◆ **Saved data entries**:
====

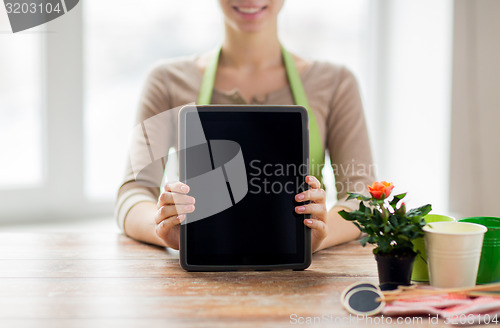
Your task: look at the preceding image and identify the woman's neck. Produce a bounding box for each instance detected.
[220,25,282,71]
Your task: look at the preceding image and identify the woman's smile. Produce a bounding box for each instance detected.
[232,4,268,19]
[219,0,282,33]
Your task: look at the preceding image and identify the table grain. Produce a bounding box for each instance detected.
[0,233,446,327]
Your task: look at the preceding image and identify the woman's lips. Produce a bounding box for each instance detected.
[232,5,268,19]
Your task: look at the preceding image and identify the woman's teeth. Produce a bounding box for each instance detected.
[235,6,265,14]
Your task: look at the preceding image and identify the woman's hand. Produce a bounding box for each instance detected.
[155,182,195,249]
[295,176,328,252]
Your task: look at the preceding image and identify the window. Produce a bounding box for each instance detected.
[0,11,43,188]
[373,0,453,213]
[0,0,453,222]
[84,0,369,202]
[84,0,224,199]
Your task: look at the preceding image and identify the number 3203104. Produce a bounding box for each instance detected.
[5,2,62,14]
[444,313,498,325]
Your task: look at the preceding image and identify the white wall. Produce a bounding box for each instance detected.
[368,0,453,214]
[449,0,500,217]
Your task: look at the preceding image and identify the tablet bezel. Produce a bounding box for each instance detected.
[178,105,312,271]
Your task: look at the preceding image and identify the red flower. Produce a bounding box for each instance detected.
[368,181,394,200]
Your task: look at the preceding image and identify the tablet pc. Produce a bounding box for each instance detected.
[178,105,311,271]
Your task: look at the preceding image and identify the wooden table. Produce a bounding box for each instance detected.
[0,233,448,327]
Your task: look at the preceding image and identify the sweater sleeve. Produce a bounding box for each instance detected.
[115,63,176,232]
[326,66,375,210]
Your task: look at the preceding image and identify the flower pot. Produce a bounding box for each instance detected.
[375,252,416,291]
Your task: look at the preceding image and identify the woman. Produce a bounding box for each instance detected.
[115,0,374,253]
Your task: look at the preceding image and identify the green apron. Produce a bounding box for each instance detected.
[197,46,325,182]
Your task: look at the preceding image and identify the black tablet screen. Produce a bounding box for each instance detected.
[182,108,308,266]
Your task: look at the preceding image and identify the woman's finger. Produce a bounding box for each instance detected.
[164,181,190,194]
[155,204,195,224]
[295,203,327,221]
[295,188,325,203]
[305,175,321,189]
[156,214,185,238]
[304,218,327,237]
[157,192,195,209]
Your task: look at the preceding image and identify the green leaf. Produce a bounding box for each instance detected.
[406,204,432,218]
[358,201,372,216]
[398,234,410,242]
[342,193,432,254]
[389,193,406,208]
[338,210,350,220]
[410,230,423,240]
[400,225,415,234]
[377,238,390,254]
[346,193,359,201]
[352,221,363,232]
[346,193,371,202]
[369,199,384,207]
[389,215,400,228]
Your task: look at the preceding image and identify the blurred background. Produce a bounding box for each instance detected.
[0,0,499,231]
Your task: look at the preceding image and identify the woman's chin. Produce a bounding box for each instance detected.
[237,24,266,34]
[228,19,273,34]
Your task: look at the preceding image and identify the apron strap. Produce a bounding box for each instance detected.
[198,48,220,105]
[197,46,325,182]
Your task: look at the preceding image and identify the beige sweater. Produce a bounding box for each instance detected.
[115,56,375,231]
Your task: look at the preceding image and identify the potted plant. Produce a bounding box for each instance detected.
[339,181,432,290]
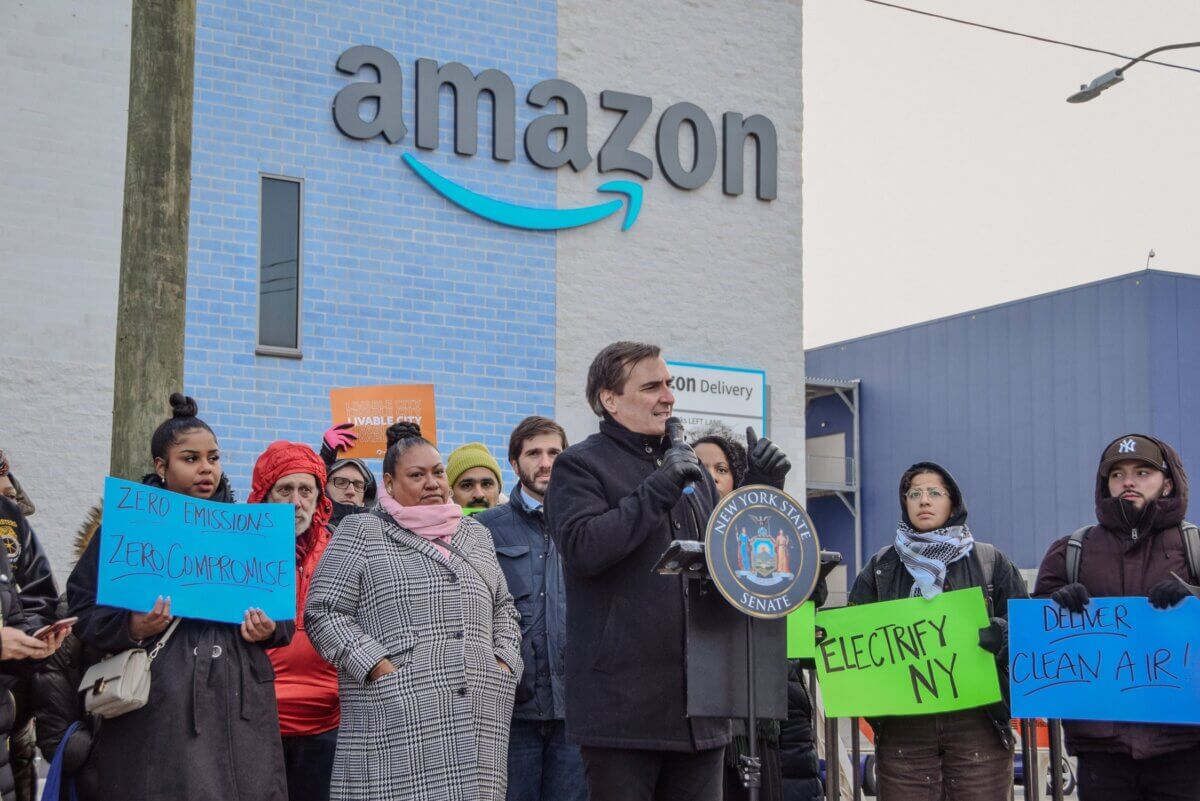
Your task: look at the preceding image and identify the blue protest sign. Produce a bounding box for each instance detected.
[97,477,296,624]
[1009,597,1200,724]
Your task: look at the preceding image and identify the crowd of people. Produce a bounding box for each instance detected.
[0,341,1195,801]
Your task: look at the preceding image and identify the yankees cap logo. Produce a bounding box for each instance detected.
[1118,438,1137,454]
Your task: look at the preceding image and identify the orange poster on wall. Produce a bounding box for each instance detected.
[328,384,437,459]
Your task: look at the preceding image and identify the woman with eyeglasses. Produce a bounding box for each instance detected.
[848,461,1027,801]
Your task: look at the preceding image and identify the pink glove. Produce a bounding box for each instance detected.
[323,423,358,453]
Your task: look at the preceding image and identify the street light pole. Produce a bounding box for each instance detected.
[1067,41,1200,102]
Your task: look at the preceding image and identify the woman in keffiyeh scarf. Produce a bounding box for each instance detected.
[847,461,1029,801]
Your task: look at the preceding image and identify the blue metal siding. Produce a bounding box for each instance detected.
[1148,272,1200,465]
[805,272,1183,575]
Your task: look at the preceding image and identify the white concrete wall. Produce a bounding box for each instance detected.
[0,2,130,577]
[554,0,805,487]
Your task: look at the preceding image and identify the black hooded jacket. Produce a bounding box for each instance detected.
[1034,434,1199,760]
[0,498,44,801]
[848,462,1028,743]
[34,506,104,801]
[0,487,58,630]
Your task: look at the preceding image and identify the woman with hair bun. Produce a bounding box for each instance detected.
[67,393,293,800]
[306,421,523,801]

====

Every entry above should come back exactly as written, except for its pictures.

Your task: look at the preceding image and identify the woman's neck. Produce a bounding box for each instance detected.
[220,25,282,71]
Your task: look at the preceding image and identify the woman's smile. Produce a bounding box for each instance detected.
[232,4,268,19]
[219,0,282,33]
Your task: look at the preceding image and identify the table grain. Produce a bounding box for each instance detected.
[0,233,446,327]
Your task: look at the preceding image and identify the woman's lips. Produce a bounding box for each instance detected.
[232,5,268,19]
Your task: look at the preceding image and identify the woman's teeth. Produce a bounding box for each instance detected.
[235,6,265,14]
Your task: look at the preceding image and identify the woman's hand. Produce a bounding box for each instance detected.
[155,182,195,249]
[295,176,328,252]
Your task: look at the preceding image and identify the window. Produce a bounding box for each instance detected.
[0,11,43,188]
[373,0,453,213]
[0,0,453,222]
[84,0,369,202]
[84,0,224,199]
Your task: look at the preceding image and identify the number 3203104. Produce a bounding box for each instance detected.
[5,2,62,14]
[444,313,498,325]
Your task: look at the preceding image and identify the white wall. Produce a bounding box for each instance detected.
[368,0,453,214]
[449,0,500,217]
Your task: look at the preceding image and identify the tablet bezel. Produce a bounding box for each instance detected.
[178,105,312,271]
Your task: look at the preceding image and identify the red flower. Produce a bounding box for each instance detected.
[368,181,394,200]
Your task: look at the preceding image and identify the tablet pc. Produce a bounding box for each instance detected.
[178,105,311,271]
Your task: look at the preceding image and identify the wooden table. Produce a bounding box for each instance detected.
[0,233,448,327]
Your task: look at the preceding image and identify the sweater sleeve. Produce a bounding box for each instance detected.
[115,63,176,232]
[326,66,375,210]
Your task: look at the preceding image and identify the flower pot. Produce a bounding box for each instance detected.
[375,252,416,291]
Your task: look at the preceding image and identify the woman. Produce a bounding box for each instance detected.
[115,0,374,253]
Your task: look at the preceding image and identify the green apron. Produce a bounding box for each instance detected.
[197,46,325,182]
Your task: look at the preceding image and identify the black tablet screen. Produce a bounding box for each instance detected.
[182,108,308,266]
Your task: look at the preceding image and identify the woman's finger. Produce a bounding box for each instance detected.
[164,181,190,194]
[155,204,195,224]
[295,203,327,221]
[295,188,325,203]
[305,175,321,189]
[156,214,185,238]
[304,218,327,237]
[157,192,195,209]
Your task: look at the preceding image and identify the green leaf. Produce a bounding box for each instance detected.
[406,204,432,218]
[358,201,372,216]
[398,234,410,242]
[342,193,432,254]
[389,193,406,208]
[338,210,350,220]
[410,230,423,240]
[400,225,415,234]
[377,238,390,254]
[346,193,359,201]
[352,221,363,232]
[346,193,371,202]
[369,199,384,207]
[389,215,400,228]
Your task: look at the preceding image and identify the blurred background. Produce a bounding box for each instance detected.
[0,0,499,231]
Your task: look at the preceding image and identify the woman's chin. Produce a bounding box for each instance detected.
[237,24,266,34]
[228,19,273,34]
Your task: look at the preceding image and identify the apron strap. Produce a bounding box for each instance detected.
[198,48,220,105]
[197,46,325,182]
Your task: look at the preceding image and identify the beige sweater. Produce a bounding box for each instance detected.
[115,56,375,231]
Your task: look at the preceding image and identify the potted plant. Produce a bounding box for each instance detected.
[339,181,432,290]
Your task: look at the preceding image and identify the blue protest sign. Produce a bounding box for each instance detected.
[97,477,296,624]
[1009,597,1200,724]
Your task: look at the preceding image and identify the crowd of people. Produce a bounding box for each instance detected.
[0,341,1195,801]
Your task: look at the preceding image and identify the yankees cap logo. Produce a bounding box for each instance detected.
[1118,438,1137,454]
Your task: look at the preceding image and identify the orange poster on wall. Produce a bounding box for each instance detected.
[328,384,437,459]
Your task: look at the preceding image and identify the woman with eyeglasses. Produce a bounding box for each instance detected.
[848,461,1027,801]
Your task: look at the preceding image and identify the pink glove. Produce a bounding box for each instance detected.
[323,423,358,453]
Your task: look at the preceding image and identify the street light pole. Produce a bounding box for each instance detected.
[1067,41,1200,102]
Your task: look at the preceding image and identify the woman in keffiyeh scarf. Produce a bounding box for each instance detected.
[847,461,1029,801]
Your task: look at the preceding image and identify the blue metal siding. Produce a bounding box for each instance detected.
[1148,272,1200,465]
[805,272,1183,575]
Your task: look at the preceding image and identify the white concrete wall. Produce a bounding box for each instance detected.
[0,2,130,577]
[554,0,805,487]
Your task: look at the preceding image and identify the black hooded jacket. Produce a bounding box for each instance detected.
[1034,434,1199,760]
[0,498,44,801]
[848,462,1028,743]
[34,506,104,801]
[0,487,58,630]
Your task: look at the preceding image and identify the woman with hair bun. Produce a bounding box for each instance detected.
[67,393,293,800]
[306,421,523,801]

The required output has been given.